◆ Given task ◆
Pick up the NYISO unzipping notebook below right after its last line and carry it on to its end.

◆ Source document ◆
::::

This is a helper notebook for [Project 4](https://docs.google.com/document/d/1-bpfQw_rlfHUfWkQyWwmPYfMuy931SpU/edit?usp=sharing&ouid=115686932443554238260&rtpof=true&sd=true).
It assumes that you have downloaded one of the files (`20241001realtime_zone_csv.zip`) from the NYISO dataset and placed it on your Google Drive.

In [1]:
from google.colab import drive
import os
import zipfile

In [2]:
drive.mount('/content/drive')

Mounted at /content/drive


In [3]:
base_path = '/content/drive/My Drive/nyiso'
unzip_folder = 'unzipped'
zip_files = ['20241001realtime_zone_csv.zip']

In [4]:
def unzip_files(zip_files, base_path):
    for zip_file in zip_files:
        zip_path = os.path.join(base_path, zip_file)

::::

◆ Dataset excerpt ◆
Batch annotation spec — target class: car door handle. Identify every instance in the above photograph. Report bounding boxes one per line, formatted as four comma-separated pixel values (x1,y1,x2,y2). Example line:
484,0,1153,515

::::

◆ Exercise result ◆
        extract_dir = os.path.join(base_path, unzip_folder, f"{zip_file.replace('.zip', '')}")

        with zipfile.ZipFile(zip_path, 'r') as z:
            z.extractall(extract_dir)

unzip_files(zip_files, base_path)

Process all CSVs in the unzipped folder for each month and publish all records for a specific timestamp to a socket once a second.

In [5]:
import socket
import random
import json
from datetime import datetime
import time
import threading
import pandas as pd

host = "127.0.0.1"
port = 9999

server_socket = socket.socket(socket.AF_INET, socket.SOCK_STREAM)
server_socket.bind((host, port))
server_socket.listen(1)


def publish_csv_files_in_directory(directory_path, client_socket):
    for filename in os.listdir(directory_path):
        file_path = os.path.join(directory_path, filename)

        if filename.endswith('.csv'):
            print(f"Processing {filename}...")
            df = pd.read_csv(file_path)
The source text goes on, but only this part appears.